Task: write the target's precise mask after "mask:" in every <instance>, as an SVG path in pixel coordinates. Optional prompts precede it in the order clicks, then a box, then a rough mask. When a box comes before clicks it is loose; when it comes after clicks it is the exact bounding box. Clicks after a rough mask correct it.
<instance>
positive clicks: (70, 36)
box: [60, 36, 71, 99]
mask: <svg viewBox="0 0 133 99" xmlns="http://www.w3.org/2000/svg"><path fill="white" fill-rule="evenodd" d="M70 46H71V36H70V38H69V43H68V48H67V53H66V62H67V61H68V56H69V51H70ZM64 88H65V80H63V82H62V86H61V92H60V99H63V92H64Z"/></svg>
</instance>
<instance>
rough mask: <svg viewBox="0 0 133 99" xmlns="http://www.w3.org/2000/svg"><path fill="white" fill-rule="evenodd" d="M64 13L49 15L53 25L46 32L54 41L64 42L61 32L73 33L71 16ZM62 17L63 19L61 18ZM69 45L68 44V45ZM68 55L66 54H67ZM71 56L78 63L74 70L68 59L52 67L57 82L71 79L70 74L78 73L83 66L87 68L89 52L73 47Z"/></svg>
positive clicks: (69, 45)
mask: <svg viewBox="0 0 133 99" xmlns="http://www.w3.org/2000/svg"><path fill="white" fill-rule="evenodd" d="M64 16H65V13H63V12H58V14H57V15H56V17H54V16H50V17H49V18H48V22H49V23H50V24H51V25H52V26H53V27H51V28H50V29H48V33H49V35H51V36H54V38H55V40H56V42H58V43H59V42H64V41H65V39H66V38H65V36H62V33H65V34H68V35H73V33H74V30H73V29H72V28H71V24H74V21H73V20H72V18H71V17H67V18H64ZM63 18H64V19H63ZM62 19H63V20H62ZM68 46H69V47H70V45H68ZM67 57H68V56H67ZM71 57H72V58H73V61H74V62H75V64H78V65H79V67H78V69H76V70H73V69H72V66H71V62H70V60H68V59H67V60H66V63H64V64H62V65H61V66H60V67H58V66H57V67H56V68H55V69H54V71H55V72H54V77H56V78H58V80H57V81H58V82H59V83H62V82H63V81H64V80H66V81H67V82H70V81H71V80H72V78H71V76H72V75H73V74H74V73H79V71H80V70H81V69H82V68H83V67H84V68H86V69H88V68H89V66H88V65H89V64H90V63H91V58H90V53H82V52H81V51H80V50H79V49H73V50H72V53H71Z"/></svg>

**Task objective**
Reproduce the records above in their entirety, unchanged.

**Problem solution**
Task: write the target's precise mask after "mask:" in every <instance>, as an SVG path in pixel coordinates. Optional prompts precede it in the order clicks, then a box, then a rough mask. When a box comes before clicks it is loose; when it comes after clicks it is the exact bounding box. Clicks after a rough mask correct it.
<instance>
positive clicks: (70, 36)
box: [60, 36, 71, 99]
mask: <svg viewBox="0 0 133 99" xmlns="http://www.w3.org/2000/svg"><path fill="white" fill-rule="evenodd" d="M70 46H71V36H70V38H69V43H68V48H67V53H66V62H67V61H68V56H69V51H70ZM64 88H65V80H63V82H62V86H61V92H60V99H63V92H64Z"/></svg>
</instance>
<instance>
rough mask: <svg viewBox="0 0 133 99" xmlns="http://www.w3.org/2000/svg"><path fill="white" fill-rule="evenodd" d="M64 13L49 15L53 25L46 32L54 41L64 42L61 32L73 33L71 16ZM62 17L63 19L61 18ZM69 45L68 44V45ZM68 55L66 54H67ZM71 56L78 63L74 70L68 59L52 67L57 82L71 79L70 74L78 73L83 66L87 68L89 52L73 47Z"/></svg>
positive clicks: (69, 45)
mask: <svg viewBox="0 0 133 99" xmlns="http://www.w3.org/2000/svg"><path fill="white" fill-rule="evenodd" d="M64 16H65V13H63V12H58V14H57V15H56V17H54V16H50V17H49V18H48V22H49V23H50V24H51V25H52V26H53V27H51V28H50V29H48V33H49V35H51V36H54V38H55V40H56V42H58V43H59V42H64V41H65V39H66V38H65V36H62V33H65V34H68V35H73V33H74V30H73V29H72V28H71V24H74V21H73V20H72V18H71V17H67V18H64ZM63 18H64V19H63ZM62 19H63V20H62ZM68 46H69V47H70V45H68ZM67 57H68V56H67ZM71 57H72V58H73V61H74V62H75V64H78V65H79V67H78V69H76V70H73V69H72V66H71V62H70V60H68V59H67V60H66V63H64V64H62V65H61V66H60V67H58V66H57V67H56V68H55V69H54V71H55V72H54V77H56V78H58V80H57V81H58V82H59V83H62V82H63V81H64V80H66V81H67V82H70V81H71V80H72V78H71V76H72V75H73V74H74V73H79V71H80V70H81V69H82V68H83V67H84V68H86V69H88V68H89V66H88V65H89V64H90V63H91V58H90V53H82V52H81V51H80V50H79V49H73V50H72V53H71Z"/></svg>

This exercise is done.